▶ [EXERCISE SET]
**a)** Reproduce everything in the patch thread from "H.J. Lu June" down to "all lower case).".
**b)** Translate the sentence "Here is the updated patch." from the patch thread into German.

▶ [TEXT SHOWN]
>>

PATCH: Check GLIBC_IFUNC to enable/disable ifunc features

Message ID CAMe9rOq1+_rMbs1mt3=Md=Wx=7ZxUbD+BhOx-qrO5TBRBrRLww@mail.gmail.com
State New, archived
Headers

Commit Message

H.J. Lu June 29, 2016, 6:15 p.m. UTC
  On Tue, Jun 28, 2016 at 7:28 PM, Mike Frysinger <vapier@gentoo.org> wrote:
> should have a comment or two mentioning why you need to code all of
> these things ad-hoc
>
> also needs a manual update
>

I am not sure if it needs manual update.  I consider it more for glibc
developers than for normal end users.

> seems like the feature compare is case-sensitive ?  but some of the
> feature strings are inconsistent case ?  would be nice if they were
> standardized (like all lower case).
> -mike

I'd like to match the ones in cpu-features.h so that one can cut and
paste from it.

Here is the updated patch.  Any more feedbacks?

Thanks.
  

Comments

Mike Frysinger June 30, 2016, 1:37 a.m. UTC | #1
On 29 Jun 2016 11:15, H.J. Lu wrote:
> On Tue, Jun 28, 2016 at 7:28 PM, Mike Frysinger <vapier@gentoo.org> wrote:
> > should have a comment or two mentioning why you need to code all of
> > these things ad-hoc
> >
> > also needs a manual update
> 
> I am not sure if it needs manual update.  I consider it more for glibc
> developers than for normal end users.

<<

▶ [MATERIAL PROVIDED]
>>

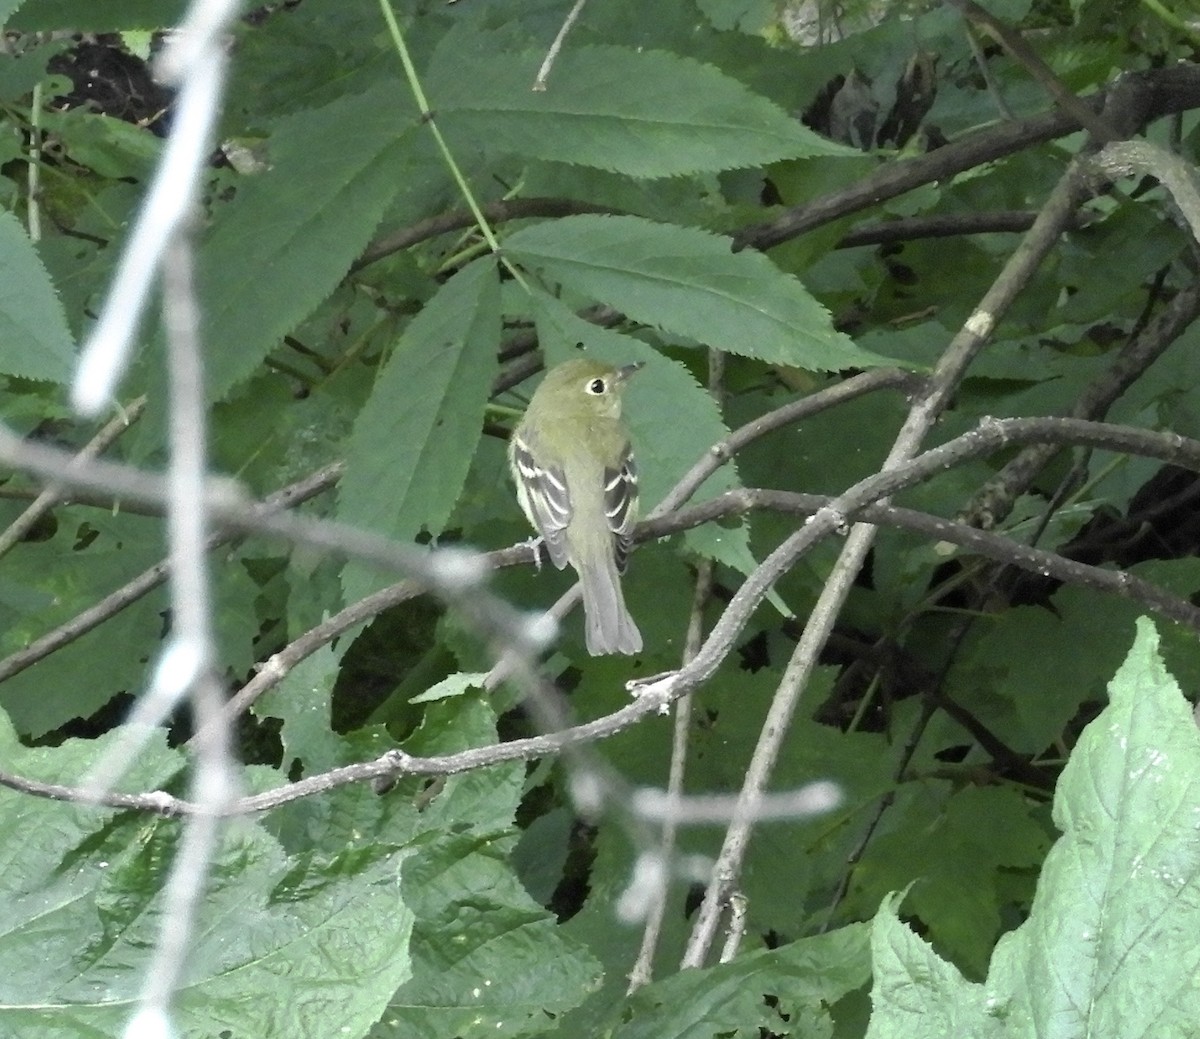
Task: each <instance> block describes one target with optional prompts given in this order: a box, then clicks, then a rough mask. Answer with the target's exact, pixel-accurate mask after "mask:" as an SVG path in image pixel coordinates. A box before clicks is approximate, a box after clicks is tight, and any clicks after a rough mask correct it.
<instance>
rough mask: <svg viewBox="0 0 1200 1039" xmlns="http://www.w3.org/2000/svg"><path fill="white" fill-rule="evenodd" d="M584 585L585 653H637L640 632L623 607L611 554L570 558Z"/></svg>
mask: <svg viewBox="0 0 1200 1039" xmlns="http://www.w3.org/2000/svg"><path fill="white" fill-rule="evenodd" d="M571 561H572V563H574V564H575V569H576V570H577V571H578V575H580V583H581V584H582V587H583V617H584V635H586V637H587V645H588V653H590V654H592V655H593V656H601V655H604V654H608V653H638V651H640V650H641V648H642V633H641V632H640V631H638V630H637V625H636V624H635V623H634V618H632V617H630V614H629V609H628V608H626V606H625V596H624V594H622V590H620V578H619V576H618V573H617V563H616V560H614V559H613V558H612V554H611V553H602V554H601V558H599V559H596V558H587V559H580V560H575V559H572V560H571Z"/></svg>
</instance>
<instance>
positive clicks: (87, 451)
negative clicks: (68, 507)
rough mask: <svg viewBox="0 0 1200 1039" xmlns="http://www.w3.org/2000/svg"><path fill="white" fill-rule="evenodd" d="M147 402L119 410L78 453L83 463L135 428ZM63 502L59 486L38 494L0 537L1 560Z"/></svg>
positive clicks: (132, 404) (145, 398)
mask: <svg viewBox="0 0 1200 1039" xmlns="http://www.w3.org/2000/svg"><path fill="white" fill-rule="evenodd" d="M145 406H146V398H145V396H142V397H138V398H137V400H136V401H131V402H130V403H128V404H126V406H125V407H124V408H121V409H119V414H118V415H116V416H115V418H114V419H112V420H110V421H109V422H107V424H106V425H104V427H103V428H102V430H101V431H100V432H98V433H96V436H95V437H92V438H91V440H89V442H88V443H86V444H85V445H84V448H83V450H80V451H79V455H78V456H77V457H79V458H80V460H83V461H86V460H88V458H95V457H96V456H97V455H101V454H103V452H104V451H107V450H108V449H109V448H110V446H112V445H113V443H114V442H115V440H116V438H118V437H120V436H121V433H124V432H125V431H126V430H127V428H130V426H132V425H133V424H134V422H136V421H137V420H138V419H139V418H142V413H143V410H145ZM61 498H62V488H61V487H60V486H58V485H56V484H49V485H47V486H46V487H44V488H42V491H41V492H40V493H38V496H37V497H36V498H35V499H34V500H32V502H31V503H30V504H29V506H28V508H26V509H25V510H24V511H23V512H22V514H20V515H19V516H18V517H17V518H16V519H13V521H12V523H10V524H8V527H7V528H6V529H5V530H4V531H2V533H0V558H2V557H5V555H7V554H8V553H10V552H11V551H12V548H13V546H14V545H17V543H18V542H19V541H20V540H22V537H24V536H25V535H26V534H28V533H29V531H30V529H31V528H32V527H34V524H35V523H37V521H38V519H41V518H42V516H44V515H46V514H47V512H48V511H49V510H50V509H53V508H54V505H55V504H56V503H58V502H60V500H61Z"/></svg>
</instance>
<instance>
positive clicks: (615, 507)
mask: <svg viewBox="0 0 1200 1039" xmlns="http://www.w3.org/2000/svg"><path fill="white" fill-rule="evenodd" d="M604 511H605V515H606V516H607V517H608V527H610V528H611V529H612V535H613V549H614V555H616V559H617V571H618V572H619V573H624V572H625V560H626V559H628V558H629V549H630V546H631V545H632V543H634V524H635V523H636V522H637V463H636V462H635V461H634V454H632V450H631V449H630V448H629V446H628V445H626V446H625V451H624V454H623V455H622V457H620V464H619V466H617V468H606V469H605V470H604Z"/></svg>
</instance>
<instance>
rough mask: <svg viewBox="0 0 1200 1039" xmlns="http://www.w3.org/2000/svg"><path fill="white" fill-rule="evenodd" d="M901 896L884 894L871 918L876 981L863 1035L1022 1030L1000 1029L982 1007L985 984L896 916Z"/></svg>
mask: <svg viewBox="0 0 1200 1039" xmlns="http://www.w3.org/2000/svg"><path fill="white" fill-rule="evenodd" d="M902 897H904V896H902V895H889V896H888V897H886V899H884V900H883V903H882V905H881V906H880V912H878V913H877V914H876V917H875V920H874V923H872V924H871V961H872V963H874V974H875V984H874V985H872V986H871V1005H872V1007H874V1013H872V1014H871V1023H870V1027H869V1028H868V1029H866V1039H907V1037H926V1035H928V1037H930V1039H932V1037H946V1039H950V1037H954V1035H971V1037H972V1039H991V1037H997V1039H998V1037H1001V1035H1008V1034H1013V1035H1019V1034H1021V1033H1008V1032H1006V1031H1003V1028H1002V1023H1001V1022H1000V1021H997V1020H996V1019H995V1017H992V1016H989V1015H988V1013H986V1010H985V1005H984V996H983V986H982V985H972V984H971V983H970V981H967V980H966V979H965V978H964V977H962V975H961V974H960V973H959V972H958V971H956V969H955V968H954V967H953V966H952V965H950V963H947V962H946V961H944V960H942V959H941V957H940V956H938V955H937V953H935V951H934V947H932V945H930V944H929V942H926V941H924V939H923V938H918V937H917V936H916V935H914V933H913V932H912V930H911V929H908V927H907V926H905V925H904V924H902V923H901V921H900V918H899V917H898V915H896V907H898V905H899V902H900V901H901V899H902ZM1040 981H1042V979H1040V978H1039V979H1038V983H1040ZM1031 1034H1039V1033H1031Z"/></svg>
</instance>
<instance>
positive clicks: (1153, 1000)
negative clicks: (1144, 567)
mask: <svg viewBox="0 0 1200 1039" xmlns="http://www.w3.org/2000/svg"><path fill="white" fill-rule="evenodd" d="M1109 692H1110V697H1111V702H1110V704H1109V707H1106V708H1105V709H1104V711H1103V713H1102V714H1100V715H1099V717H1097V719H1096V720H1094V721H1093V722H1092V723H1091V725H1088V726H1087V728H1086V729H1085V731H1084V733H1082V735H1081V737H1080V739H1079V743H1078V745H1076V746H1075V750H1074V752H1073V753H1072V756H1070V759H1069V762H1068V763H1067V767H1066V769H1064V770H1063V774H1062V779H1061V780H1060V782H1058V788H1057V789H1056V792H1055V822H1056V823H1057V824H1058V825H1060V827H1061V828H1062V831H1063V835H1062V837H1061V839H1060V840H1058V841H1057V843H1056V845H1055V846H1054V848H1051V851H1050V854H1049V855H1048V857H1046V860H1045V865H1044V867H1043V871H1042V878H1040V882H1039V884H1038V891H1037V895H1036V897H1034V900H1033V907H1032V909H1031V912H1030V918H1028V919H1027V920H1026V921H1025V923H1024V924H1022V925H1021V926H1020V927H1018V929H1016V930H1015V931H1010V932H1009V933H1007V935H1004V936H1003V937H1002V938H1001V939H1000V943H998V944H997V945H996V951H995V954H994V956H992V961H991V969H990V971H989V974H988V980H986V983H985V984H984V985H972V984H970V983H967V981H965V980H964V979H962V977H961V975H960V974H959V973H958V971H955V969H954V968H953V967H952V966H949V965H948V963H946V962H944V961H942V960H940V959H938V957H937V955H936V954H935V953H934V951H932V949H931V947H929V945H928V944H926V943H925V942H923V941H922V939H920V938H918V937H917V936H916V935H913V933H912V931H911V930H908V929H907V927H906V926H904V925H902V924H901V923H900V921H899V920H898V919H896V915H895V899H894V897H889V899H887V900H884V903H883V906H882V907H881V909H880V913H878V915H877V917H876V920H875V925H874V932H872V953H874V960H875V989H874V991H872V993H871V998H872V1002H874V1004H875V1014H874V1016H872V1019H871V1026H870V1029H869V1031H868V1037H869V1039H890V1037H908V1035H972V1037H984V1039H986V1037H991V1035H995V1037H1027V1035H1038V1037H1045V1039H1060V1037H1062V1039H1067V1037H1076V1035H1121V1037H1154V1039H1186V1037H1192V1035H1194V1034H1195V1022H1196V1020H1198V1019H1200V989H1198V987H1196V985H1195V984H1194V979H1195V977H1196V971H1198V969H1200V951H1198V949H1196V943H1195V933H1196V929H1198V927H1200V847H1198V845H1196V840H1195V834H1196V827H1198V821H1200V810H1198V809H1196V803H1198V798H1200V732H1198V731H1196V723H1195V721H1194V719H1193V716H1192V709H1190V705H1189V704H1188V703H1187V701H1186V699H1184V698H1183V697H1182V695H1181V693H1180V689H1178V686H1177V685H1176V683H1175V680H1174V679H1172V678H1171V677H1170V675H1169V674H1168V673H1166V671H1165V668H1164V667H1163V662H1162V659H1160V656H1159V654H1158V635H1157V632H1156V631H1154V627H1153V625H1152V624H1151V623H1150V621H1148V620H1146V619H1145V618H1142V619H1141V620H1139V621H1138V638H1136V642H1135V643H1134V647H1133V649H1132V650H1130V653H1129V655H1128V656H1127V657H1126V661H1124V663H1123V665H1122V666H1121V668H1120V671H1118V672H1117V673H1116V677H1115V678H1114V679H1112V681H1111V684H1110V686H1109Z"/></svg>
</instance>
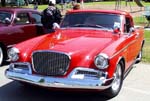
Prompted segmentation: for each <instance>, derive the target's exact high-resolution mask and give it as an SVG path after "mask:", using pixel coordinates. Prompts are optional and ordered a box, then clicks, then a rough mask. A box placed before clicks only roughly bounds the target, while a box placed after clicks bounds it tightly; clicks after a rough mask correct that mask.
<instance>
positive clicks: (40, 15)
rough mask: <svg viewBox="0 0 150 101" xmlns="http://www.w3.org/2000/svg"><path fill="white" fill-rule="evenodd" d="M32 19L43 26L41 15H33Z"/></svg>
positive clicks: (33, 14) (36, 22) (33, 13)
mask: <svg viewBox="0 0 150 101" xmlns="http://www.w3.org/2000/svg"><path fill="white" fill-rule="evenodd" d="M31 16H32V18H33V20H34V23H36V24H41V15H40V14H37V13H32V15H31Z"/></svg>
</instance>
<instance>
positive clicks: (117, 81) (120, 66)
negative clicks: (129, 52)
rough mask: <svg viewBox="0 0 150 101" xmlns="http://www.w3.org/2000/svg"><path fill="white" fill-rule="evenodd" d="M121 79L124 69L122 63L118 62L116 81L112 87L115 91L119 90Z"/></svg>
mask: <svg viewBox="0 0 150 101" xmlns="http://www.w3.org/2000/svg"><path fill="white" fill-rule="evenodd" d="M121 80H122V70H121V65H120V64H118V65H117V68H116V71H115V74H114V81H113V83H112V87H111V88H112V90H113V91H115V92H117V91H118V90H119V88H120V85H121V82H122V81H121Z"/></svg>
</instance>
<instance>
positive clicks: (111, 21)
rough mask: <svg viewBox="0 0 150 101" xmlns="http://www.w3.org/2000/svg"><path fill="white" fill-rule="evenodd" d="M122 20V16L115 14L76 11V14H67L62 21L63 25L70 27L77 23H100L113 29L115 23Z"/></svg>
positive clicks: (107, 26)
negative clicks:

<<

▶ [PROBLEM SOLUTIONS]
**a)**
H.J. Lu June 29, 2016, 6:15 p.m. UTC
  On Tue, Jun 28, 2016 at 7:28 PM, Mike Frysinger <vapier@gentoo.org> wrote:
> should have a comment or two mentioning why you need to code all of
> these things ad-hoc
>
> also needs a manual update
>

I am not sure if it needs manual update.  I consider it more for glibc
developers than for normal end users.

> seems like the feature compare is case-sensitive ?  but some of the
> feature strings are inconsistent case ?  would be nice if they were
> standardized (like all lower case).

**b)** Hier ist der aktualisierte Patch.